* Görevler ve alıştırmalar *
A. A'râf Suresi 53. ayetiyle ilgili metinden "هَلْ يَنظُرُونَ إِلاَّ" ile "mı bakıyorlar, bekliyorlar?" arasındaki kısmı, ikisi de dahil, hiçbir şeyi değiştirmeden tekrarlayın.
B. A'râf Suresi 53. ayetinin kelime anlamlarını veren metni bittiği yerden devam ettirin.

═════ Metin alıntısı

1. Kuran
  2. A'RÂF Suresi
  3. 53. Ayeti

هَلْ يَنظُرُونَ إِلاَّ تَأْوِيلَهُ يَوْمَ يَأْتِي تَأْوِيلُهُ يَقُولُ الَّذِينَ نَسُوهُ مِن قَبْلُ قَدْ جَاءتْ رُسُلُ رَبِّنَا بِالْحَقِّ فَهَل لَّنَا مِن شُفَعَاء فَيَشْفَعُواْ لَنَا أَوْ نُرَدُّ فَنَعْمَلَ غَيْرَ الَّذِي كُنَّا نَعْمَلُ قَدْ خَسِرُواْ أَنفُسَهُمْ وَضَلَّ عَنْهُم مَّا كَانُواْ يَفْتَرُونَ

  • hel yanzurûne

    mı bakıyorlar, bekliyorlar?

  • illâ

    başka, yalnız, sadece

  • te'vîle-hu

    onun tevîli, yorumu, sonucu

  • yevme

    gün

  • ye'tî

    gelir

  • te'vîlu-hu

    onun tevîli

  • yekûlu ellezîne

    onlar derler

  • nesû-hu

    onu unuttular

  • min kablu

    önceden, daha önce

  • kad câet

    gelmişti

  • rusulu

    resûller

  • rabbi-nâ

    Rabbimiz

  • bi el hakkı

    hak ile

  • fe hel

    artık var mı

  • lenâ

    bize, bizim için

  • min şufeâe

    şefaatçilerden, şefaatçiler

  • fe yeşfeû

    öyle ki, ... ki şefaat etsinler

  • lenâ

    bize

  • ev

    yahut, veya, (... olur mu ki)

  • nureddu

    geri döndürülelim

  • fe na'mele

    o zaman, yapalım

  • gayra ellezî

    başkasını

  • kunnâ na'mel

    biz yapmış olduk

  • kad hasirû

    hüsrana uğrattılar, hüsrana düşürdüler

  • enfuse-hum

    nefslerini, kendilerini

  • ve dalle

    ve saptı, uzaklaştı, ayrıldı

  • an-hum

    onlardan

  • mâ kânû yefterûn

    uydurmuş oldukları şey(ler)

══════════
═════ Veri alıntıları

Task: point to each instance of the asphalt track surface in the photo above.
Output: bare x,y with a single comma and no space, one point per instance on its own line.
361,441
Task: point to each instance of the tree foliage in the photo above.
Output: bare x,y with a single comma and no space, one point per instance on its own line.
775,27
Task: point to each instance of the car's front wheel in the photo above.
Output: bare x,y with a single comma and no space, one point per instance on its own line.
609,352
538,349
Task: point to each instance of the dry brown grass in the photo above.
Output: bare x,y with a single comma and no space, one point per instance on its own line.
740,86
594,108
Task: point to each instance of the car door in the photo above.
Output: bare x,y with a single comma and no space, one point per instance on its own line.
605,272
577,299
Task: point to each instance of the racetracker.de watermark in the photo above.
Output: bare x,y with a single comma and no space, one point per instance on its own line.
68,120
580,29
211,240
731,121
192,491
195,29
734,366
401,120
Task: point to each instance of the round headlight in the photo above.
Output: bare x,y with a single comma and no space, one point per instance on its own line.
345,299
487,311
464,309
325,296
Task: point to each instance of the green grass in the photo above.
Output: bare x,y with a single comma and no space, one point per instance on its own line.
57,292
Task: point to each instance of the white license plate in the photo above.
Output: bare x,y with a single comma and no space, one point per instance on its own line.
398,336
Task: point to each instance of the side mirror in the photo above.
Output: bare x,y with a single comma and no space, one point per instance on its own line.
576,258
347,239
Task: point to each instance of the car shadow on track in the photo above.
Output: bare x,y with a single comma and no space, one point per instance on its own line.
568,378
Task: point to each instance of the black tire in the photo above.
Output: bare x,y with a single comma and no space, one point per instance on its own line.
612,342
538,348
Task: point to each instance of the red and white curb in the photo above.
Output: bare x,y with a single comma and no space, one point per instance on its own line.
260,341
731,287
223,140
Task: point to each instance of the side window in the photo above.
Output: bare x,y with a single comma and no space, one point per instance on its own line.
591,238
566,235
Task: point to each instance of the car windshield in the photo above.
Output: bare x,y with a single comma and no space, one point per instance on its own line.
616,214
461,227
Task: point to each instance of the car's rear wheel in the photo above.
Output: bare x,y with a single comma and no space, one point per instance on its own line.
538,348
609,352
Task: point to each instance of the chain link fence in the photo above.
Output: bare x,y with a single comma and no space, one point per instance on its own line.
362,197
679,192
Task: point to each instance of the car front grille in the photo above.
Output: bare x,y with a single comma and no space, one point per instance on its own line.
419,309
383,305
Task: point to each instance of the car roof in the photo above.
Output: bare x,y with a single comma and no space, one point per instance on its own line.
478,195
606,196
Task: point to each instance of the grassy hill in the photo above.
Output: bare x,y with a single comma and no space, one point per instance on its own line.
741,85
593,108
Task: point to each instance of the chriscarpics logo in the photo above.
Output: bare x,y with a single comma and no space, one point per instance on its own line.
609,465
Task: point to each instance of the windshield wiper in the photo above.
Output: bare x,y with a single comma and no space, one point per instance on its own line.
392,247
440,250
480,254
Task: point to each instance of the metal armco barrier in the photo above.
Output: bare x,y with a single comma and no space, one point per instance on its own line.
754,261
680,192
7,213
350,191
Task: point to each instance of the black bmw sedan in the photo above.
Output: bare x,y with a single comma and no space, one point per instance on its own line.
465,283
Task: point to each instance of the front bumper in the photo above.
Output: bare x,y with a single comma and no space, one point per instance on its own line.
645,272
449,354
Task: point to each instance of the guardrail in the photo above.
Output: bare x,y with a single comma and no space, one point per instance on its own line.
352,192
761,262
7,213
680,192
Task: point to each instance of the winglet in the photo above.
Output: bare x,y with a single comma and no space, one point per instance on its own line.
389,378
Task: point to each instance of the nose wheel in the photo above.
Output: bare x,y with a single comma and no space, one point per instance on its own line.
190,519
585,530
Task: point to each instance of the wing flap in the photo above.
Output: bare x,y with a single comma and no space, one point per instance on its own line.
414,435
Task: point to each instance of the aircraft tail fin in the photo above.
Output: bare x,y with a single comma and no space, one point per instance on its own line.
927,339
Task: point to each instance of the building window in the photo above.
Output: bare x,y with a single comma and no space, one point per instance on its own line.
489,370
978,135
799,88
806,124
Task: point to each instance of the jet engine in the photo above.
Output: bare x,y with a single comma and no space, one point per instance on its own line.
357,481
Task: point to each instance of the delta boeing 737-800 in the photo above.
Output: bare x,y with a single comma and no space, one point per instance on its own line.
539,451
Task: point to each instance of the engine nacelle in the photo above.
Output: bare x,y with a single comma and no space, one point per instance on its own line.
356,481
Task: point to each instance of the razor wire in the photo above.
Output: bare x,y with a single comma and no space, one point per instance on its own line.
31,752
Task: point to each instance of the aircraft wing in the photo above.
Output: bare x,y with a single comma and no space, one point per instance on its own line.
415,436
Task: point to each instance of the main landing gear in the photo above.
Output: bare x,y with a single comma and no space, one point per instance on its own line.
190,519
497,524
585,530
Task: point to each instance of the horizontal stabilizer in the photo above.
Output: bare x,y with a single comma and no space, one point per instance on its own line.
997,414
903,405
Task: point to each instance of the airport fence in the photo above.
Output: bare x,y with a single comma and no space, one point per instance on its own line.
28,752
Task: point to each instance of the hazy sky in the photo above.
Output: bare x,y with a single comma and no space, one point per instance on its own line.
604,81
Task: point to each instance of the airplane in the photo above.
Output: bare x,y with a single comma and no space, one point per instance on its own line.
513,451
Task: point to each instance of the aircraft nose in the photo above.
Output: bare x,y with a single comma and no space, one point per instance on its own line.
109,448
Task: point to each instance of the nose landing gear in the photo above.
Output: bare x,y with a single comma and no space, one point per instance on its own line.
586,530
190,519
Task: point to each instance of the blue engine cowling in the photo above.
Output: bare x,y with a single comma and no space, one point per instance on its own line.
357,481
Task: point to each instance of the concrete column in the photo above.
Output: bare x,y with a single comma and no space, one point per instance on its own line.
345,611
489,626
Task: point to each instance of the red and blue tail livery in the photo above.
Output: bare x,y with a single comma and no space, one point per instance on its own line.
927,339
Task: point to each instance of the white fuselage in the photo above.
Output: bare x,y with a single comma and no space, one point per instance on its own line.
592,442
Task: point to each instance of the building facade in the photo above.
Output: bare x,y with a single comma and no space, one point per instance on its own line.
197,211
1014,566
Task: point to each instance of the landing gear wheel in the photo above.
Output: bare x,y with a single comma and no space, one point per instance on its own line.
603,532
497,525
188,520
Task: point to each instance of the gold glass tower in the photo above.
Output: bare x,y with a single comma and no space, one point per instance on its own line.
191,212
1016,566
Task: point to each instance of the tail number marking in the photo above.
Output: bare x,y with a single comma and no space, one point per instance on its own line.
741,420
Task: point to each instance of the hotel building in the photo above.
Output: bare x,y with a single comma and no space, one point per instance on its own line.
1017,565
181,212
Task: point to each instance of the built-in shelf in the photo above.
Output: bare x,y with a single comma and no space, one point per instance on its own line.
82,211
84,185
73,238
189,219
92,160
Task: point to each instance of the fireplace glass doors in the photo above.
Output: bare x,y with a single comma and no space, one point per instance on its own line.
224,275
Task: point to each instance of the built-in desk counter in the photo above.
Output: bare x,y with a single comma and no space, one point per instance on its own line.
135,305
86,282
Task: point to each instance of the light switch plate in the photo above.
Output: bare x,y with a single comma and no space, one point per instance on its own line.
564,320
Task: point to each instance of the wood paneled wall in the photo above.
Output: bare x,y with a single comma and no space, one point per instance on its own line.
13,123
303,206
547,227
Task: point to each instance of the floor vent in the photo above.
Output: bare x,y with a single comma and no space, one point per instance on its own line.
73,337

══════════

* Görev cevapları *
A.
هَلْ يَنظُرُونَ إِلاَّ تَأْوِيلَهُ يَوْمَ يَأْتِي تَأْوِيلُهُ يَقُولُ الَّذِينَ نَسُوهُ مِن قَبْلُ قَدْ جَاءتْ رُسُلُ رَبِّنَا بِالْحَقِّ فَهَل لَّنَا مِن شُفَعَاء فَيَشْفَعُواْ لَنَا أَوْ نُرَدُّ فَنَعْمَلَ غَيْرَ الَّذِي كُنَّا نَعْمَلُ قَدْ خَسِرُواْ أَنفُسَهُمْ وَضَلَّ عَنْهُم مَّا كَانُواْ يَفْتَرُونَ

  • hel yanzurûne

    mı bakıyorlar, bekliyorlar?

B.
A'RÂF suresi - 53. ayeti mealleri

  • Abdulbaki Gölpınarlı

    Onlar, kitapta söylenenlerin gelip çıkmasını mı bekliyorlar ancak? Bir gün o söylenen şeyler, o sözlerin sonucu gelecek de evvelce onu unutanlar, gerçekten de Rabbimizin peygamberleri diyecekler, hak olarak gelmişlerdi; şimdi şefaatçilerden biri var mı ki şefaat etsin bize, yahut da tekrar dünyâya dönmemize imkân verilse de oradayken yaptığımız işlerden başka işler yapsak. Gerçekten de kendilerine yazık etmişlerdir, aslı yokken inanıp durdukları mabutlar da onları bırakmış, kaybolup gitmiştir.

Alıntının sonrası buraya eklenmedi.